>> start Input
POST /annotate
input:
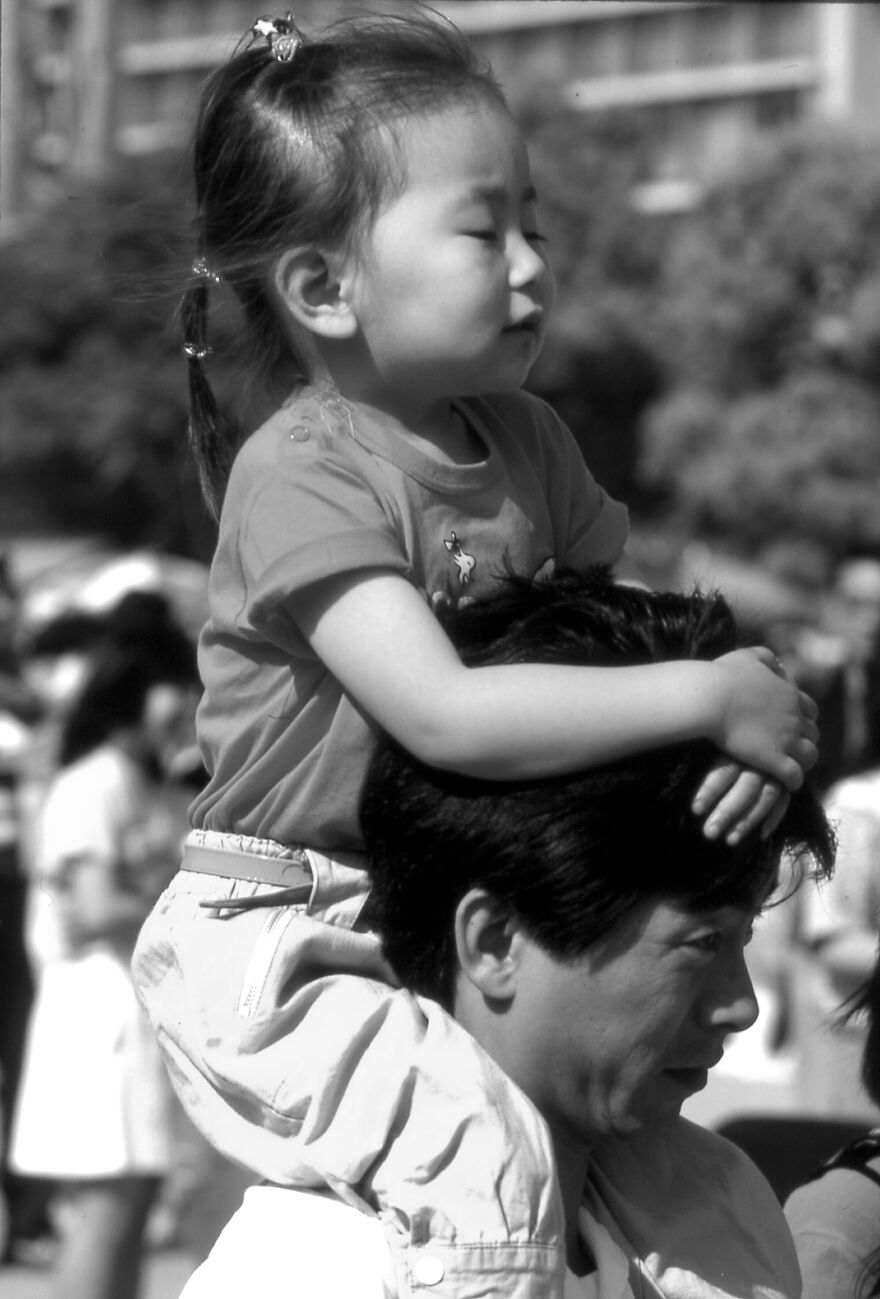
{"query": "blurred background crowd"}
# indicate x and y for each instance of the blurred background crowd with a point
(710, 183)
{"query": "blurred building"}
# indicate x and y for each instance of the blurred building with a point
(90, 83)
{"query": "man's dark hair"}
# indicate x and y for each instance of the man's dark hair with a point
(573, 855)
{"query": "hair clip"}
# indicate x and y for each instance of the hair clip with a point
(280, 34)
(202, 272)
(194, 352)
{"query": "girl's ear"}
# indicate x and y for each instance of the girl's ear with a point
(308, 282)
(489, 942)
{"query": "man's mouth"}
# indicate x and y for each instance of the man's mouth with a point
(529, 325)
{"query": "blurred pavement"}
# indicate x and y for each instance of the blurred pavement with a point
(164, 1276)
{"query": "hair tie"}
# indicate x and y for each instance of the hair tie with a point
(280, 34)
(196, 352)
(202, 270)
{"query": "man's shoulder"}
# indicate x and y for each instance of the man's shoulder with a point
(697, 1211)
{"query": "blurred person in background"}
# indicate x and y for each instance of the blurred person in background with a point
(836, 937)
(835, 1217)
(95, 1111)
(20, 709)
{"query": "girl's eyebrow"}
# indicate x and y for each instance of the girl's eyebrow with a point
(491, 192)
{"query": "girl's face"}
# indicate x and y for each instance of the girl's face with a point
(451, 287)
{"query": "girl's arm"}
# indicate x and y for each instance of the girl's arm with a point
(377, 637)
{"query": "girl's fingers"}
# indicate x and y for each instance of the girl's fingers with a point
(735, 809)
(715, 783)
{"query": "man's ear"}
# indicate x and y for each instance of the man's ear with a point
(489, 941)
(308, 282)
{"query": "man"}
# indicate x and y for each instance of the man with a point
(590, 938)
>> end Input
# Given exercise:
Copy out the records above in full, exactly as written, but not the pictures.

# Complete answer:
POST /annotate
input:
{"query": "blurred background crowd"}
# indicate x and y for each instance of the blurred background crowd with a point
(710, 183)
{"query": "blurred building"}
# indicate x and y for each instance of the blurred building with a point
(90, 83)
{"query": "man's dark hair"}
# indicate x and y for each instance of the man's dark hair with a point
(573, 855)
{"query": "hair clip"}
# indicate x and y for each instance of the hair clip with a point
(280, 34)
(202, 272)
(194, 352)
{"query": "girl's ear"}
# indicate x and y for each instance of the girl's ear with a point
(308, 282)
(489, 942)
{"query": "man's mouth"}
# indicate x and y for each instance of the man's mouth with a point
(529, 325)
{"query": "blurred pavement"}
# indicate x and y for each instance of the blurred pavement with a point
(164, 1276)
{"query": "hair tie"}
# indicate x and y for each instance of the hair tie with a point
(280, 34)
(196, 352)
(202, 270)
{"query": "man's shoulder"}
# indicate x and y for each instance of the man's shoulder with a point
(697, 1211)
{"query": "blurred person in background"}
# indicate x and y for each instance of the blurred person in background with a point
(836, 937)
(835, 1217)
(95, 1111)
(20, 709)
{"query": "girl's eyebrow"}
# indicate x and y for each instance of the girl's eyebrow with a point
(491, 192)
{"query": "girl's face"}
# indicate x and y for each instance of the girl's face with a point
(451, 287)
{"query": "girl's arm"}
# indicate x and y for each instance of the girl's arm with a point
(377, 637)
{"query": "girl's fingers"}
# indicate x and y for each instance of the girl's fingers with a point
(735, 809)
(715, 783)
{"query": "man's ear"}
# indicate x and y for each instance of the man's ear with a point
(489, 941)
(308, 282)
{"query": "man"}
# indicate x and y for each instance of the man with a point
(590, 938)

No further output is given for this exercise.